Start of Excerpt to read

Many of our doctor’s tools are well within our grasp. You can ask your doctor for a copy of your healthcare records. Lab Corp recently began allowing patients to order basic wellness blood test panels without a prescription. Your Apple Watch can be used to test your glucose, and as I wrote in a previous article, more biometrics are coming. This kind of data, used wisely, could help you spot and analyze trends and, working with your doctor, could lead to better diagnoses.

The FDA In A Do-It-Yourself World: 23andMe

For the FDA, tasked with “protecting and promoting your health”, the do-it-yourself revolution must be terrifying. The company 23andMe epitomizes this predicament. 23andMe is a do-it-yourself DNA testing company. Many of the results are basic – what your hair and eye color are, and whether you have curls or are prone to baldness. The results can spell out a person’s risk for gout, arthritis, and macular degeneration. And then there were the life-changing results: Parkinson’s Disease, Alzheimer’s, and BRCA cancer mutations.

Powerful stuff. This information could be a real wake up call for some people. If you learned that you were at a higher risk than average for cancer, you might make some dramatic changes to your lifestyle in order to improve your odds. You might take your annual physical more seriously, and perhaps discuss with your doctor the need for increased screenings. The problem is that some people may make choices that are more risky, as when someone with a higher than normal predisposition for BRCA cancer may opt for a double mastectomy. This is a major operation, especially for someone who may not ever develop the disease. Remember, a predisposition is not a diagnosis. The average population has a 5.6 percent chance of developing colorectal cancer; I have a 6.8 percent chance. That doesn’t mean I’ll get it. Odds are, I won’t get it at all.

Still, you can see why this kind of loose information would worry the FDA. Forums were popping up around 23andMe, and people were comparing results and using anecdotal evidence to advise each other on courses of action. The Alzheimer’s Society wrote, “If you are worried about your memory, your GP should be the first port of call – not a home DNA-testing kit.”

The FDA challenged 23andMe to prove that their results were accurate, and 23andMe failed to persuade the agency. In November of 2013, the FDA ruled that the 23andMe home test kit determines medical risk and hence is a medical device, which requires regulatory approval.

End of Excerpt to read

Problem 1 =>
In the 23andMe passage, what did the FDA rule in November 2013?
Problem 2 =>
Pick up the 23andMe passage after its final sentence and keep writing in the same voice.
The items after the 23andMe passage are separate material with no connection to it.

Start of Source data

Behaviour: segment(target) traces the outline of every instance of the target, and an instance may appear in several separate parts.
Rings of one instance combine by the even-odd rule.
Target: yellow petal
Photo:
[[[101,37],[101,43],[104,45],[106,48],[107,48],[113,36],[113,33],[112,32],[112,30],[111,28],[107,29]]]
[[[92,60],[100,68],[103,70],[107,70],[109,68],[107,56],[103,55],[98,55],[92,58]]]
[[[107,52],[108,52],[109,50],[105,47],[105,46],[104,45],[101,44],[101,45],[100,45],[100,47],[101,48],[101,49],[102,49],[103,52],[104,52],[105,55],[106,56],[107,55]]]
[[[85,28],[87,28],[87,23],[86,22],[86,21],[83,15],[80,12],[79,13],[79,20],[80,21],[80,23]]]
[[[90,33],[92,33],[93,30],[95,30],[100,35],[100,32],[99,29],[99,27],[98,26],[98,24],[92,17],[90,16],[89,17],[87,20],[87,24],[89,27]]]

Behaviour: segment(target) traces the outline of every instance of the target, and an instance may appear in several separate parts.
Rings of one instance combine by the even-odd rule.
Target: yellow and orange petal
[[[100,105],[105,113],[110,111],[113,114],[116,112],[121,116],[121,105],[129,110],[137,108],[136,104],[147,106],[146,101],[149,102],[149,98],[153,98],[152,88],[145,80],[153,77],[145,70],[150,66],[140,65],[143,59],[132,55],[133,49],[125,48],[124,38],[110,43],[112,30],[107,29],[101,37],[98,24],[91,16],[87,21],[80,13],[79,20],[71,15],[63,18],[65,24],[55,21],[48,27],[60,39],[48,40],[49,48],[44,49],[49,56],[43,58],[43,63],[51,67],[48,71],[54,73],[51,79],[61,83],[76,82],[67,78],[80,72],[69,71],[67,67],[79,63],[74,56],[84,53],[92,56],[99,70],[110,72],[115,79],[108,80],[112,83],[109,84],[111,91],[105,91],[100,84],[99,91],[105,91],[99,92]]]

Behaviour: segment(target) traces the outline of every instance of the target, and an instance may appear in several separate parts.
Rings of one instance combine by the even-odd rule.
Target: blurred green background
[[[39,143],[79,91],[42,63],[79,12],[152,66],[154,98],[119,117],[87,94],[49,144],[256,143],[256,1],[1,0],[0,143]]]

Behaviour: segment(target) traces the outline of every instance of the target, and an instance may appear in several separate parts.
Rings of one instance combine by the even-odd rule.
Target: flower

End of Source data

Exercise result 1 =>
The FDA ruled that the 23andMe home test kit determines medical risk and is therefore a medical device that requires regulatory approval.

Exercise result 2 =>
In the U.S., 23andMe has been reduced to providing DNA testing to help people trace their ancestry. Interestingly, though, the full home health kits are still available in Canada, Denmark, Sweden, Ireland, and Finland and as of December 2014, in the U.K.

Finding Balance

A very good friend of mine is a psychiatrist with 50 years of practice specializing in schizophrenia. About four times a month, he tells me, he gets a patient who insists with great conviction that he or she knows how to treat him or herself. The patient has read about his or her condition on the Internet, and would the good doctor kindly (or not so kindly) write the appropriate prescription? This is a relatively recent phenomenon in his career, as you can imagine. My psychiatrist friend is not at all averse to marrying technology to his practice for optimal treatment results. He strongly encourages patients to research their diagnosed conditions on appropriate websites, and he welcomes discussion. But when web or forum advice conflicts, it seems a little ridiculous that patients are willing to toss aside 50 years of experience and 50 annual hours of continuing education and go with the lessons gleaned from a couple of evenings spent on the Internet.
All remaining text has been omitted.